-- EXCERPT PROVIDED follows --

Then things got even worse for Meta’s legal counsel at Kirkland & Ellis. At the hearing, Kirkland partner Winn Allen explained the process by which Meta designates someone as dangerous. It starts with a nomination based on “evidence from reliable sources,” he said, followed by a review by a team of employees across its policy, content, communications, and legal departments, assessing the nomination’s validity. A final decision was made by a three-member leadership group that, according to Allen, required unanimity. And the larger point? If any of the adult entertainer plaintiffs had appeared on the D.O.I. list, there’d be tangible evidence of their nomination and discussion, or at least some documented rationale for their subsequent removal.

A week later, Allen adjusted course. He admitted it was technically feasible to bypass the nomination process; that consensus wasn’t in fact necessary for inclusion on the D.O.I. list; and that, until 2019, removal decisions were made informally. When it came to the adult entertainer Ruby, her content had been flagged three times by software designed to check against internal counter-terrorism databases—likely false positives, Allen said. But Meta still couldn’t say, one way or another, whether a match with a terrorism database resulted in any follow-up action. Perhaps more importantly, Meta hadn’t turned over any of this in discovery.

The Kirkland lawyers proposed reopening discovery to allow Azar to depose their D.O.I. team. Alsup basically responded, “Ya think?!” He reminded Meta about the importance of timely and comprehensively producing records, noting that he’d previously warned that shortcuts could jeopardize their motion for summary judgment. Given the lapse, he greenlighted a new round of expedited discovery while postponing his summary judgment determination.

That judgment finally arrived on Monday, and it was mostly good news for Meta. “It is concerning that Meta overlooked producing records,” Alsup wrote in dismissing the case, albeit not on Section 230 or First Amendment grounds. “Nevertheless, … it does not move the needle; there is insufficient evidence to proceed past summary judgment.”

-- EXCERPT PROVIDED concluded --
-- EXTRACTED ENTRIES follows --

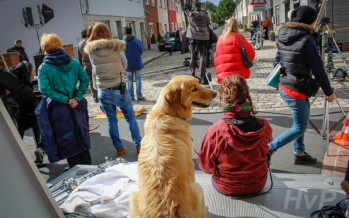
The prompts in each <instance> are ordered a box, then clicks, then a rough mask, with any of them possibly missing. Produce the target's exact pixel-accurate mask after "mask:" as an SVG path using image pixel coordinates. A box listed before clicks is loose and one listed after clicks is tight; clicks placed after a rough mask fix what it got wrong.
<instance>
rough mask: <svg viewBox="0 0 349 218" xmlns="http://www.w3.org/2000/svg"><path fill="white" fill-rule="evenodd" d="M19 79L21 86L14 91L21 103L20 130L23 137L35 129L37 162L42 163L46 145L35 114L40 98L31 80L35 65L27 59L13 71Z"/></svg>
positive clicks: (20, 62)
mask: <svg viewBox="0 0 349 218" xmlns="http://www.w3.org/2000/svg"><path fill="white" fill-rule="evenodd" d="M11 72H12V73H13V74H15V75H16V76H17V78H18V80H19V88H18V90H17V91H16V92H14V93H13V96H14V98H15V99H16V101H17V103H18V105H19V116H18V118H17V125H18V132H19V134H20V136H21V137H22V138H23V137H24V133H25V131H26V130H28V129H29V128H32V129H33V133H34V140H35V143H36V150H35V151H34V154H35V156H36V160H35V163H36V164H42V163H43V157H44V152H45V149H44V145H43V143H42V142H41V137H40V129H39V126H38V123H37V120H36V116H35V108H36V106H37V105H38V99H37V97H36V95H35V94H34V90H33V85H32V83H31V80H32V79H33V78H34V76H35V67H34V66H33V65H32V64H31V63H28V62H26V61H22V62H20V63H19V64H18V65H17V66H16V67H15V68H14V69H13V70H12V71H11Z"/></svg>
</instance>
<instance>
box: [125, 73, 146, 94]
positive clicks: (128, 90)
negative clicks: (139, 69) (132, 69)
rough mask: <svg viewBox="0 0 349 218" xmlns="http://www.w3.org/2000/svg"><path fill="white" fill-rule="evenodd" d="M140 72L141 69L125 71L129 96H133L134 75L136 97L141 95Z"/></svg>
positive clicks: (140, 76) (141, 83)
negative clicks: (126, 74)
mask: <svg viewBox="0 0 349 218" xmlns="http://www.w3.org/2000/svg"><path fill="white" fill-rule="evenodd" d="M141 72H142V71H141V70H137V71H133V72H126V73H127V86H128V91H129V92H130V96H131V98H134V97H135V94H134V90H133V77H135V80H136V95H137V98H140V97H143V95H142V74H141Z"/></svg>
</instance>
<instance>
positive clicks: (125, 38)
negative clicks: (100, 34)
mask: <svg viewBox="0 0 349 218" xmlns="http://www.w3.org/2000/svg"><path fill="white" fill-rule="evenodd" d="M133 38H134V35H132V34H125V35H124V38H123V39H122V40H123V41H124V42H125V43H128V42H129V41H131V40H132V39H133Z"/></svg>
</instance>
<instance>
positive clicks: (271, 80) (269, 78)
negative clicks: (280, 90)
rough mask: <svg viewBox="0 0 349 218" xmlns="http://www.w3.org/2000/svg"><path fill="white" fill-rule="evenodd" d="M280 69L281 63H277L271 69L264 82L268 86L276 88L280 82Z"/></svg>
mask: <svg viewBox="0 0 349 218" xmlns="http://www.w3.org/2000/svg"><path fill="white" fill-rule="evenodd" d="M280 70H281V64H280V63H278V64H277V65H276V66H275V67H274V69H273V70H272V71H271V73H270V74H269V76H268V77H267V79H266V80H265V82H266V83H267V85H268V86H271V87H273V88H278V87H279V83H280Z"/></svg>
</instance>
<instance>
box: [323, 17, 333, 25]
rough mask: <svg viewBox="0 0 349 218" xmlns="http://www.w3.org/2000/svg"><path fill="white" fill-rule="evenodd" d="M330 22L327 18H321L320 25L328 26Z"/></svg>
mask: <svg viewBox="0 0 349 218" xmlns="http://www.w3.org/2000/svg"><path fill="white" fill-rule="evenodd" d="M330 22H331V21H330V18H329V17H323V18H321V24H322V25H326V24H329V23H330Z"/></svg>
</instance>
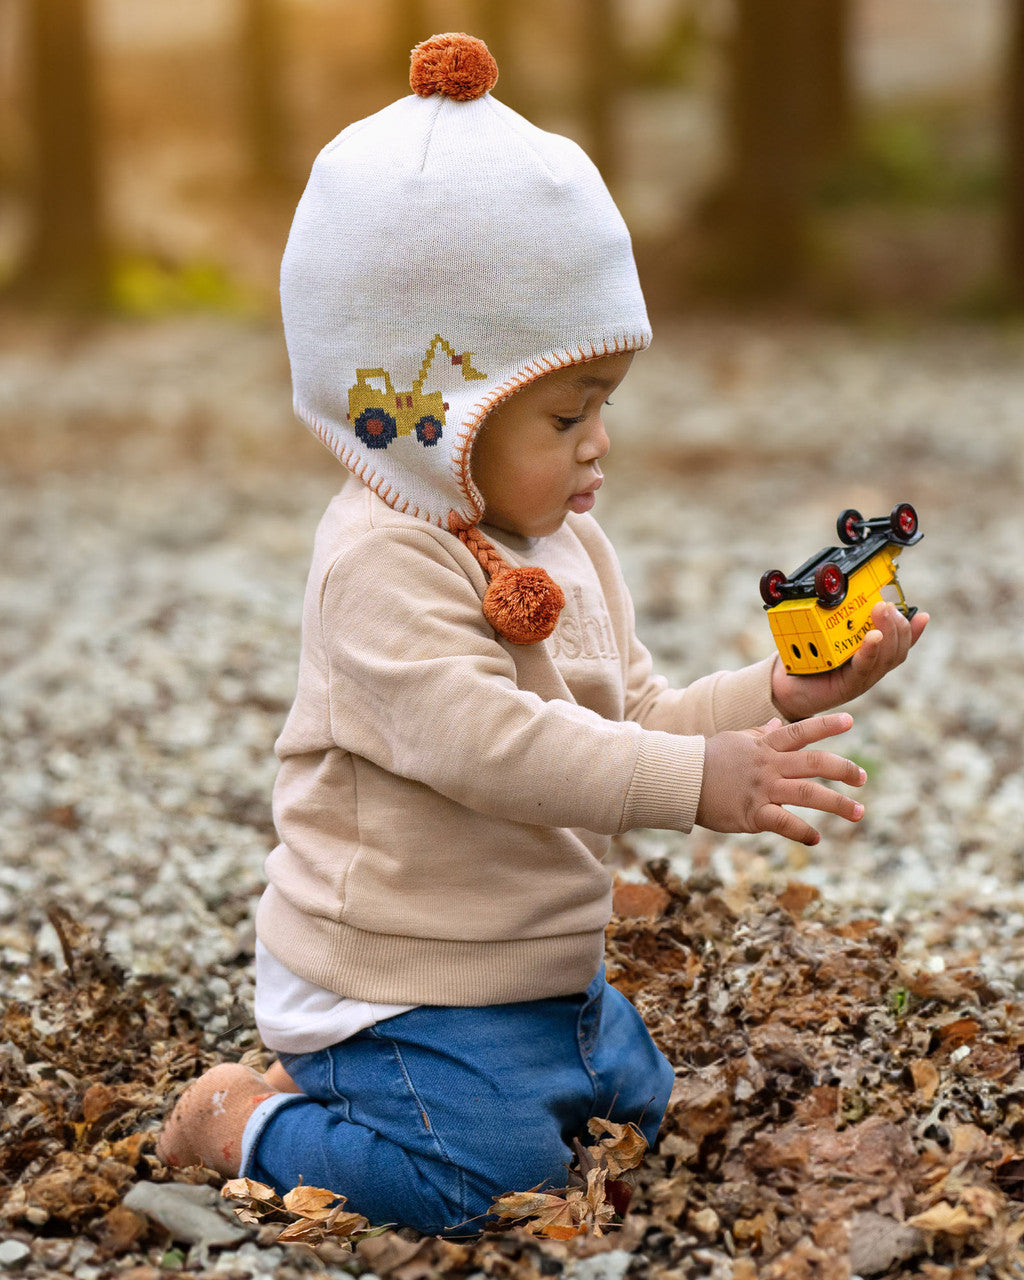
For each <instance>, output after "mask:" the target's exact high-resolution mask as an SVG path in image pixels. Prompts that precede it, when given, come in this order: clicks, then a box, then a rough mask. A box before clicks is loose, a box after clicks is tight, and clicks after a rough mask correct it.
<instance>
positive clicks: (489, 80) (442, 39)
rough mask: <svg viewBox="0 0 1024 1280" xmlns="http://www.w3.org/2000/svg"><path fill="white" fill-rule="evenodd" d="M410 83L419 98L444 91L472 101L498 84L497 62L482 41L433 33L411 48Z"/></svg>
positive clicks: (452, 95) (452, 96)
mask: <svg viewBox="0 0 1024 1280" xmlns="http://www.w3.org/2000/svg"><path fill="white" fill-rule="evenodd" d="M408 82H410V84H411V86H412V92H413V93H419V95H420V97H430V96H431V95H433V93H442V95H443V96H444V97H452V99H454V100H456V101H457V102H470V101H472V99H475V97H483V96H484V93H486V92H489V90H492V88H494V86H495V84H497V83H498V64H497V63H495V61H494V59H493V58H492V56H490V50H489V49H488V46H486V45H485V44H484V41H483V40H477V38H476V37H475V36H466V35H463V33H462V32H448V33H447V35H443V36H431V37H430V40H425V41H424V42H422V44H421V45H417V46H416V47H415V49H413V50H412V67H411V69H410V74H408Z"/></svg>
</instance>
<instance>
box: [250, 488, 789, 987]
mask: <svg viewBox="0 0 1024 1280" xmlns="http://www.w3.org/2000/svg"><path fill="white" fill-rule="evenodd" d="M488 535H489V536H492V538H493V540H494V541H495V544H497V545H498V549H499V552H500V553H502V554H503V556H504V558H506V559H507V561H508V562H509V563H513V564H541V566H543V567H544V568H547V570H548V572H549V573H550V575H552V577H553V579H554V580H556V582H558V584H559V586H561V588H562V590H563V591H564V595H566V607H564V609H563V611H562V616H561V618H559V622H558V626H557V628H556V631H554V634H553V635H552V637H550V639H549V640H547V641H544V643H541V644H536V645H529V646H524V645H513V644H509V643H506V641H503V640H499V639H497V637H495V635H494V632H493V631H492V628H490V627H489V626H488V623H486V621H485V620H484V616H483V613H481V609H480V602H481V599H483V595H484V590H485V588H486V580H485V577H484V572H483V570H481V568H480V566H479V563H477V562H476V559H475V558H474V556H472V554H471V553H470V552H468V550H467V549H466V548H465V547H463V545H462V543H461V541H460V540H458V539H457V538H454V536H453V535H452V534H449V532H447V531H444V530H440V529H436V527H434V526H431V525H428V524H425V522H424V521H420V520H415V518H412V517H408V516H403V515H401V513H398V512H396V511H393V509H392V508H389V507H387V506H385V504H384V503H383V502H380V499H379V498H376V497H375V495H374V494H372V493H371V492H370V490H369V489H366V488H365V486H364V485H362V484H361V483H360V481H358V480H356V479H351V480H349V481H348V483H347V484H346V486H344V489H343V490H342V493H340V494H339V495H338V497H335V498H334V499H333V502H332V503H330V506H329V507H328V511H326V513H325V516H324V518H323V521H321V524H320V527H319V531H317V535H316V544H315V549H314V558H312V568H311V572H310V579H308V585H307V590H306V600H305V611H303V622H302V654H301V662H300V672H298V689H297V694H296V700H294V705H293V707H292V710H291V714H289V716H288V721H287V723H285V726H284V730H283V732H282V735H280V739H279V741H278V745H276V750H278V755H279V758H280V762H282V763H280V772H279V776H278V782H276V786H275V791H274V817H275V822H276V828H278V833H279V838H280V844H279V845H278V847H276V849H275V850H274V851H273V852H271V854H270V856H269V859H268V863H266V869H268V878H269V884H268V888H266V892H265V893H264V897H262V901H261V904H260V909H259V914H257V932H259V936H260V938H261V941H262V942H264V945H265V946H266V947H268V948H269V950H270V952H271V954H273V955H275V956H276V957H278V959H279V960H280V961H282V963H284V964H285V965H287V966H288V969H291V970H292V972H293V973H296V974H298V975H300V977H303V978H306V979H308V980H310V982H312V983H316V984H317V986H321V987H326V988H329V989H332V991H335V992H338V993H339V995H343V996H348V997H353V998H358V1000H367V1001H372V1002H393V1004H436V1005H486V1004H500V1002H504V1001H516V1000H535V998H541V997H545V996H556V995H568V993H571V992H577V991H582V989H584V988H585V987H586V986H588V983H589V982H590V980H591V978H593V977H594V974H595V973H596V970H598V968H599V965H600V963H602V956H603V945H604V927H605V924H607V923H608V918H609V913H611V884H612V877H611V874H609V872H608V870H607V869H605V868H604V867H603V865H602V858H603V856H604V854H605V852H607V849H608V844H609V837H611V836H612V835H613V833H616V832H622V831H628V829H630V828H634V827H662V828H672V829H676V831H689V829H690V827H691V826H692V823H694V818H695V814H696V806H698V800H699V797H700V782H701V771H703V762H704V737H705V736H709V735H713V733H716V732H719V731H722V730H727V728H746V727H750V726H754V724H760V723H764V722H765V721H768V719H771V718H772V716H776V714H777V712H776V709H774V707H773V705H772V700H771V668H772V659H768V660H765V662H763V663H759V664H756V666H754V667H748V668H745V669H742V671H739V672H732V673H718V675H714V676H708V677H705V678H703V680H699V681H696V682H695V684H692V685H690V686H689V687H687V689H684V690H672V689H668V687H667V684H666V681H664V680H663V678H660V677H658V676H654V675H653V669H652V659H650V655H649V653H648V652H646V649H644V646H643V645H641V644H640V643H639V640H637V639H636V636H635V634H634V613H632V604H631V602H630V596H628V593H627V590H626V586H625V584H623V581H622V576H621V572H620V570H618V563H617V561H616V557H614V552H613V550H612V548H611V545H609V543H608V540H607V539H605V538H604V535H603V534H602V531H600V529H599V526H598V525H596V522H595V521H594V520H593V518H591V517H590V516H570V517H568V518H567V520H566V522H564V525H563V526H562V529H561V530H559V531H558V532H557V534H554V535H552V536H550V538H543V539H536V540H526V539H516V538H513V536H512V535H503V534H497V532H495V531H493V530H488ZM499 539H500V541H499Z"/></svg>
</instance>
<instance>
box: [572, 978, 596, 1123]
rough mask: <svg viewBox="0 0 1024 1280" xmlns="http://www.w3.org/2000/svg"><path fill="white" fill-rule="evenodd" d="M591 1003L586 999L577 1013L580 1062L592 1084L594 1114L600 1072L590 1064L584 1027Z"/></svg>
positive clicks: (576, 1016) (576, 1048) (593, 1112)
mask: <svg viewBox="0 0 1024 1280" xmlns="http://www.w3.org/2000/svg"><path fill="white" fill-rule="evenodd" d="M589 1004H590V1001H588V1000H584V1002H582V1005H581V1006H580V1011H579V1014H577V1015H576V1052H577V1053H579V1055H580V1064H581V1065H582V1069H584V1071H585V1073H586V1079H588V1082H589V1084H590V1115H591V1116H593V1115H594V1114H595V1110H596V1106H598V1073H596V1071H595V1070H594V1068H593V1066H591V1065H590V1057H589V1056H588V1052H586V1050H585V1048H584V1029H582V1023H584V1015H585V1012H586V1009H588V1005H589Z"/></svg>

-- EXTRACTED ENTRIES concluded --

• **ASSIGNMENT 1**
In the Meta lawsuit article, how many members made up the leadership group that gave the final decision on a dangerous designation?
• **ASSIGNMENT 2**
Carry the Meta lawsuit article forward, beginning right after its last sentence.
The data is separate material with no connection to the Meta lawsuit article.

• **ANSWER SECTION 1**
Three members.

• **ANSWER SECTION 2**
A Porn Star Walks Into a Bar…
The trial would surely have been a circus, and an embarrassing spectacle for Meta. At one point, Azar had thousands of porn actors on his witness list, identified by their stage names. Experts would have been called to opine on the adult entertainment market, executives would have been forced to reveal—or adroitly obfuscate—their content moderation strategies, and others would have testified about how the $1.4 trillion company identifies and handles dangerous content. Meanwhile, Azar would have tried to prove that Meta consistently gave preferential treatment to OnlyFans performers. In his brief opposing summary judgment, Azar said, “It is something like Schrodinger’s Playboy—they cannot say whether there is going to be a naked centerfold until they open the magazine. Except with OnlyFans, there is almost always porn.”

Meta had its own theories as to why OnlyFans got so much referral traffic from Instagram, pointing to endorsements from the likes of Beyoncé. In any case, Meta will surely face more litigation over how it identifies and handles what it deems to be inflammatory content. That’s a story that won’t go away with a single judgment—not for Meta and not for any digital gatekeeper that holds sway over entertainers and influencers.

Yet the larger irritation for Meta has to be the Kafkaesque twist the case took—shifting the burden onto them to prove their innocence. Meta loudly protested that most of the accusations were fabrications and had been discredited during the litigation. Still, the case stagnated for over two years, with Meta fending off allegations until Alsup said he had “no choice” but to grant a dismissal. Up to that point, it was as though Meta had been mistakenly placed on a terrorism watch list. And yeah, that really sucks.

Okay, thanks Eriq, I’ll be back on Thursday.